» Exercise prompt:
Please copy out each entry, word for word.
::::::
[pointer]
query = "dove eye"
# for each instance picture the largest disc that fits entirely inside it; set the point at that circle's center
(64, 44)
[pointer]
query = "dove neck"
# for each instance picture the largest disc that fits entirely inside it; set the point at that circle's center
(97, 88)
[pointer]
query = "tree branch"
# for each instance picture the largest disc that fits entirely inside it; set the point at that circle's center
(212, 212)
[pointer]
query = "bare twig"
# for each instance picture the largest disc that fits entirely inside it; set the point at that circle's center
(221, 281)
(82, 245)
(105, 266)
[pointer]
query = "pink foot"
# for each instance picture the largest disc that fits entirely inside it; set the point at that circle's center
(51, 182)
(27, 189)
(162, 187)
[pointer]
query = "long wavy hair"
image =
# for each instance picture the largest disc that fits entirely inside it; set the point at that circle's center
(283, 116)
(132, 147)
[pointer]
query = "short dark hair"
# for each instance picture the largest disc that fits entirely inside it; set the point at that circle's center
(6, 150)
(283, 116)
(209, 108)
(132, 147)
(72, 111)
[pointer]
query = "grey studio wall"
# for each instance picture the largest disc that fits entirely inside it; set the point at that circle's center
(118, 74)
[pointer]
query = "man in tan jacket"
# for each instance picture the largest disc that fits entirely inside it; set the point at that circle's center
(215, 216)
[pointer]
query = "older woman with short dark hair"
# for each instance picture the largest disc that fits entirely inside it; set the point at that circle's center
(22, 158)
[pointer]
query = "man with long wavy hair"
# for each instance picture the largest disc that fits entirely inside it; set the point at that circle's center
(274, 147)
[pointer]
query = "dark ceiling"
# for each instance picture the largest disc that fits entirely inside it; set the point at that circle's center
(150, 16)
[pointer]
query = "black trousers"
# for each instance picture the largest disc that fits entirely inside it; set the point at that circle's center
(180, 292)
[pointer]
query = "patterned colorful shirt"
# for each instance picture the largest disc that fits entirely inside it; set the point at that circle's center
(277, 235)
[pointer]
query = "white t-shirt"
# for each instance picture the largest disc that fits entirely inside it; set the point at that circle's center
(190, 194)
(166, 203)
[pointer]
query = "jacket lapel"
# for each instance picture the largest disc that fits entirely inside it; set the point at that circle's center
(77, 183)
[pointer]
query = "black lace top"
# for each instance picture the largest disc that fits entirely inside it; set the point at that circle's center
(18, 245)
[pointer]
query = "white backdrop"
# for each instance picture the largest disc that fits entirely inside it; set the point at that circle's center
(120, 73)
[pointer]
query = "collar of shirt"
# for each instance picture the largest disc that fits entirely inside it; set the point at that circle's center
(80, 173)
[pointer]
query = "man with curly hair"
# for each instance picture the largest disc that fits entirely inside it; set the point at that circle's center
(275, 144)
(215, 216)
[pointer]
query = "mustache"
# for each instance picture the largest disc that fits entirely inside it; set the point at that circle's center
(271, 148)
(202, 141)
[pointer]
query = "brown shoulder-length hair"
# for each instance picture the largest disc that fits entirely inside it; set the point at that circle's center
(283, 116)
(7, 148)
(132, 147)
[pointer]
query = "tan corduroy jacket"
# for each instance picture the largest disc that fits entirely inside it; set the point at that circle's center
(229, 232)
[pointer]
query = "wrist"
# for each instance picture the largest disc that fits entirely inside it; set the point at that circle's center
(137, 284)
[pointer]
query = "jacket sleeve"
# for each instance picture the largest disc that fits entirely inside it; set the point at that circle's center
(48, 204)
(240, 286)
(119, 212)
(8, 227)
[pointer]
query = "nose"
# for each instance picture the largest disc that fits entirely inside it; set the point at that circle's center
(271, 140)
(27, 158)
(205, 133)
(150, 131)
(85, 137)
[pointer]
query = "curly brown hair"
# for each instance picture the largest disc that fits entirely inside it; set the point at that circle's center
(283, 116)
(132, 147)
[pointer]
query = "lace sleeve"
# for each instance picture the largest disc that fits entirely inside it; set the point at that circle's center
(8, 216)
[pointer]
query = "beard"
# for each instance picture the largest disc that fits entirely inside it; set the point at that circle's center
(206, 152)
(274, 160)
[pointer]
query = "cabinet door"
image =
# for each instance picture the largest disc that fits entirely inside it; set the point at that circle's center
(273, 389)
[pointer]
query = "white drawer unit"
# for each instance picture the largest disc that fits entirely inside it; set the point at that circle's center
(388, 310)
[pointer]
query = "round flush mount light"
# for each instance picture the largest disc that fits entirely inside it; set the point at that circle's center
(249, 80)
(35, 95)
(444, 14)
::::::
» Worked solution:
[pointer]
query = "dove eye"
# for each instance picture the largest disc that fits entirely inside it; set the point at that circle's center
(64, 44)
[pointer]
query = "dove neck"
# for each instance picture the largest disc that fits entirely inside it; set the point at that circle's center
(97, 88)
[pointer]
query = "tree branch"
# for each instance picture the largest disc that fits entirely inside it; set the point at that circle's center
(212, 212)
[pointer]
query = "bare twig"
# for each instance picture the largest disc that fits entirely inside it; set the point at that circle's center
(221, 281)
(82, 245)
(105, 266)
[pointer]
query = "pink foot"
# for each instance picture the largest disc that fits entirely inside it; set the point at that circle's center
(51, 182)
(27, 189)
(162, 187)
[pointer]
query = "long wavy hair"
image =
# for each instance picture the largest disc that fits entirely inside it; set the point at that circle's center
(283, 116)
(132, 147)
[pointer]
query = "short dark hair"
# for each instance picture the largest disc that fits entirely inside it; set the point at that circle's center
(6, 150)
(283, 116)
(209, 108)
(132, 147)
(72, 111)
[pointer]
query = "grey studio wall"
# for each instance picture the largest disc that fits entirely inside it; set the point at that circle's center
(118, 74)
[pointer]
query = "man in tan jacket"
# for each instance picture the largest disc that fits entirely inside it; set the point at that circle's center
(215, 216)
[pointer]
query = "older woman with short dark hair"
# for each instance picture the largest disc that fits entirely inside it; set the point at that circle's center
(22, 158)
[pointer]
query = "man with long wavy hair"
# for each instance picture the largest disc that fits entirely inside it; set the point at that circle's center
(274, 147)
[pointer]
query = "dark ceiling"
# for each instance picture the largest disc that fits entirely inside it; set the point at that circle's center
(150, 16)
[pointer]
query = "black trousers"
# for each instance picture the largest disc that fits entirely inside it; set the point at that circle's center
(180, 292)
[pointer]
query = "patterned colorful shirt"
# for each instance picture the largest disc that fits entirely inside it; set the point at that circle's center
(277, 235)
[pointer]
query = "white t-shirt"
# for each instance picture the largest disc that fits entirely inside it; set the point at that circle's center
(190, 194)
(166, 203)
[pointer]
query = "jacket lapel"
# for each instance picture the largest disc that fits entirely inside it; set the point at that circle's center
(77, 183)
[pointer]
query = "black lace top"
# for each instance picture the largest disc that fits entirely inside it; set the point at that circle's center
(18, 245)
[pointer]
query = "white backdrop"
# for each instance picture the largest disc that fits entirely inside it; set the point at that circle's center
(120, 73)
[pointer]
query = "collar of shirt"
# for each instance picture the largest disc that fits entirely inside it; set the point at that circle's center
(80, 173)
[pointer]
query = "man with curly hair"
# for each instance picture the largest disc that fits entirely inside it; set the point at that circle's center
(275, 144)
(215, 216)
[pointer]
query = "mustache"
# for each instance picture the largest disc that fits entirely inside it; set the point at that circle's center
(271, 148)
(202, 141)
[pointer]
query = "brown shoulder-length hair"
# for each instance picture the largest disc that fits entirely inside it; set the point at that circle's center
(283, 116)
(7, 148)
(132, 147)
[pointer]
query = "tan corduroy jacket"
# for each instance picture the largest disc that fits entirely inside it; set the point at that circle's center
(229, 232)
[pointer]
query = "wrist"
# for each instance picture the largest disc that fits entirely inside it; set the point at that circle's center
(137, 284)
[pointer]
query = "jacket sleeve"
# for each instance picture the largest disc that fits entirely inside it; set the point at that circle's center
(48, 204)
(240, 286)
(119, 212)
(8, 227)
[pointer]
query = "nose"
# for each instance picture the largest disc that fits entirely inside it; set the point at that circle's center
(271, 140)
(27, 158)
(205, 133)
(150, 131)
(85, 137)
[pointer]
query = "curly brown hair"
# for each instance picture the largest disc that fits entirely inside it; set the point at that circle's center
(283, 116)
(132, 147)
[pointer]
query = "lace sleeve"
# for each instance picture the largest disc that fits entirely inside it; set the point at that circle's center
(8, 216)
[pointer]
query = "beard"
# for each instance picture the largest disc that fits entirely inside it; set the point at that circle's center
(206, 152)
(274, 160)
[pointer]
query = "cabinet door"
image =
# for each instance picture the largest disc that fits entirely inside it; set the point at that circle's center
(273, 389)
[pointer]
query = "white drawer unit"
# for each instance picture the largest disc that fits entirely inside it; set the point at that circle's center
(388, 310)
[pointer]
query = "round flush mount light"
# for each instance picture the largest disc that fits entirely inside it; set the point at that circle's center
(249, 80)
(35, 95)
(444, 14)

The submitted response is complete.